*** Block opens ***

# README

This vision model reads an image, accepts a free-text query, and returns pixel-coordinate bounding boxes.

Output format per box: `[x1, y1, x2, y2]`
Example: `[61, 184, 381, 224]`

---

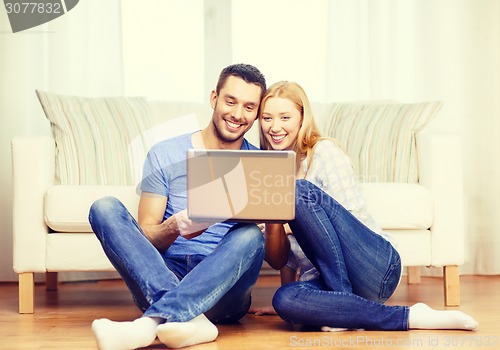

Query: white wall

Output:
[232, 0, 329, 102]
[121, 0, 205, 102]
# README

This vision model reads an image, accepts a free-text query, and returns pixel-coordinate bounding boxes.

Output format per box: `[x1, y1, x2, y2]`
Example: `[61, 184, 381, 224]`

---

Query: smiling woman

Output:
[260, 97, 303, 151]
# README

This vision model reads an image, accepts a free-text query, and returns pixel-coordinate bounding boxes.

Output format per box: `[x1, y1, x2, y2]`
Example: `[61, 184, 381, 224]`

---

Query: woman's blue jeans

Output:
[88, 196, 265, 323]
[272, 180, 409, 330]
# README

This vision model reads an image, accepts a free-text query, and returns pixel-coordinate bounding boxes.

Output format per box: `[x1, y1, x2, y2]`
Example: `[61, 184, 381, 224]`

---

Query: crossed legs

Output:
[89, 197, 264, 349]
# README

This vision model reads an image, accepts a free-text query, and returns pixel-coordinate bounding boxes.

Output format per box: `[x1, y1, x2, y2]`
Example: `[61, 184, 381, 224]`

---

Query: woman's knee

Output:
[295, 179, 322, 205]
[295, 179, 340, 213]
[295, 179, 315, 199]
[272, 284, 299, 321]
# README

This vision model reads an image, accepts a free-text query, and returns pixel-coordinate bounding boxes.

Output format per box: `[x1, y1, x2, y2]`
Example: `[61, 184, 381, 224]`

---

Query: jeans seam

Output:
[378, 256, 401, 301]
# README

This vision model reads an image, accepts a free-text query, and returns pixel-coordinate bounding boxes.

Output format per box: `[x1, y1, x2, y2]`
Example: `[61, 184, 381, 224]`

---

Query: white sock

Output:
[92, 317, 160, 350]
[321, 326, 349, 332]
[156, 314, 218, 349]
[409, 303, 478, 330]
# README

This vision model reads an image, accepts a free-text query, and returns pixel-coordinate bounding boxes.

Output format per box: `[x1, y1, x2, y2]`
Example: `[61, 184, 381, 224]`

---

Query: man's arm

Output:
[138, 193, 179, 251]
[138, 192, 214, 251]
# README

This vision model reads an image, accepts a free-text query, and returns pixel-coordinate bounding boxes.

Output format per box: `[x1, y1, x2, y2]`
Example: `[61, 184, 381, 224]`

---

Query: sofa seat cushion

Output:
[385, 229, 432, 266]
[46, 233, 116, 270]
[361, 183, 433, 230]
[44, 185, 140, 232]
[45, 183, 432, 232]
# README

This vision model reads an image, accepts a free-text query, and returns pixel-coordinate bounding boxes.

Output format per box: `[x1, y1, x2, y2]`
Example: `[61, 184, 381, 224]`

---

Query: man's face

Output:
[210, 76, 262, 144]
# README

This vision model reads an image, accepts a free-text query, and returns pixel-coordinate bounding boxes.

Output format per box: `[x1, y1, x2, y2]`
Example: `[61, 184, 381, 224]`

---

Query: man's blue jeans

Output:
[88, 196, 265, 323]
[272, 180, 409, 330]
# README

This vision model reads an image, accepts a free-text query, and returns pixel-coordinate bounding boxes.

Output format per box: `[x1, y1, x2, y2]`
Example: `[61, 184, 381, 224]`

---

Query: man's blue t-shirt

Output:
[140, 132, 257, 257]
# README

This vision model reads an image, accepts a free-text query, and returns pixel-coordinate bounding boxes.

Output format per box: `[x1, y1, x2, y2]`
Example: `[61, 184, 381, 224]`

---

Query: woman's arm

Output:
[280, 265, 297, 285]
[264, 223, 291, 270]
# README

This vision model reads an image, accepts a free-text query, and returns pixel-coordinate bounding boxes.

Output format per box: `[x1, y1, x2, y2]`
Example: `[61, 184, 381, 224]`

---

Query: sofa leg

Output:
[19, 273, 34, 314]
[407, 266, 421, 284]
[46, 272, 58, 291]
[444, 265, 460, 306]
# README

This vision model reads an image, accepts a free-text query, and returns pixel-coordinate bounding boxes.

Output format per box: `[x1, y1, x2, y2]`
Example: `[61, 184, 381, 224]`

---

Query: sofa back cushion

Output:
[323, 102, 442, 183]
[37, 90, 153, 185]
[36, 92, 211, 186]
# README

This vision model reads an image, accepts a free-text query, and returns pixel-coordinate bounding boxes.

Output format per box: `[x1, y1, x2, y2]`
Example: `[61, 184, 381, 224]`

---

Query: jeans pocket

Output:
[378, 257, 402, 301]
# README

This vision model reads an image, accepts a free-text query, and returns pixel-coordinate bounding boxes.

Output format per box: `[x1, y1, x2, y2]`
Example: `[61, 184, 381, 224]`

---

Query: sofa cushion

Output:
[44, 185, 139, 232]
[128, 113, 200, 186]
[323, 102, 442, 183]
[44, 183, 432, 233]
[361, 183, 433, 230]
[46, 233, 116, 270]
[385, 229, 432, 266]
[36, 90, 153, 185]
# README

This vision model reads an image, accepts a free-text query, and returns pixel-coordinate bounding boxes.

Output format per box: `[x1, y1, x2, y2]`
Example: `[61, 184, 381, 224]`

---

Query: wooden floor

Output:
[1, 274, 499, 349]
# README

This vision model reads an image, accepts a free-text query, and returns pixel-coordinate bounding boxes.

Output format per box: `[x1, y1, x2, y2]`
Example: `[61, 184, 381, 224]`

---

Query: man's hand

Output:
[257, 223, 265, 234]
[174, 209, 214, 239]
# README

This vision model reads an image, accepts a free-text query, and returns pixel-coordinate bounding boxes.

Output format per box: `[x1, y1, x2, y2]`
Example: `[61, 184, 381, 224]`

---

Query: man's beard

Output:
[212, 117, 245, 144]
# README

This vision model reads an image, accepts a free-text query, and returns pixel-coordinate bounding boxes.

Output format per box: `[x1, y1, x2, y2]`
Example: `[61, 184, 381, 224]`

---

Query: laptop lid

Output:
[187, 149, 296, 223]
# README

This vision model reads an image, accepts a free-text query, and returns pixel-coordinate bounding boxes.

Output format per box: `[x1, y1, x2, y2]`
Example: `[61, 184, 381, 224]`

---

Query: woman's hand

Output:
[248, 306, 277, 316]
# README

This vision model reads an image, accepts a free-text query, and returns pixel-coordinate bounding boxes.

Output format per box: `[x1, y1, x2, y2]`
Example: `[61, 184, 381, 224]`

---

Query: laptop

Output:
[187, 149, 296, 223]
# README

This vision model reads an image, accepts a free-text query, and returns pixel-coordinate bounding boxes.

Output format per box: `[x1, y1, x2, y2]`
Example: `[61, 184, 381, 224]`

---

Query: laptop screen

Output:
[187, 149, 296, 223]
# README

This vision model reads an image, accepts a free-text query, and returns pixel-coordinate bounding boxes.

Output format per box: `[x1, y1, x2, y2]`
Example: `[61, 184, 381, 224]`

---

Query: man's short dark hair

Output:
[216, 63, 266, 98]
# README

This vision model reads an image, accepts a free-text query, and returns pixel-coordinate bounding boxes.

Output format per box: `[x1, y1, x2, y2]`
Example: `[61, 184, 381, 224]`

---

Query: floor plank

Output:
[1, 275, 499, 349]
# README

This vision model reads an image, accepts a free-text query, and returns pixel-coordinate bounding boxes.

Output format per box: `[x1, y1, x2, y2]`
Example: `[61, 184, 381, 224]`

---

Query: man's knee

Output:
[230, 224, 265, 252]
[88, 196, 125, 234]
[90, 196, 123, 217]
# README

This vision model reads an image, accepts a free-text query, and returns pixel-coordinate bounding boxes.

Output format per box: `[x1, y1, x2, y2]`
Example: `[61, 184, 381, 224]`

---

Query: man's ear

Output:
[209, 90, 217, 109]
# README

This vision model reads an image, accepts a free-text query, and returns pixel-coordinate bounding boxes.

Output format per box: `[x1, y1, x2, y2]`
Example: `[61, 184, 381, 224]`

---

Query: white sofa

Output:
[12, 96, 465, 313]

*** Block closes ***

_Your instructions_
Among the lines above, find each one containing the string "jeans" and copy it.

_Result of the task_
Query: woman's blue jeans
Query: jeans seam
Query: man's blue jeans
Query: jeans pocket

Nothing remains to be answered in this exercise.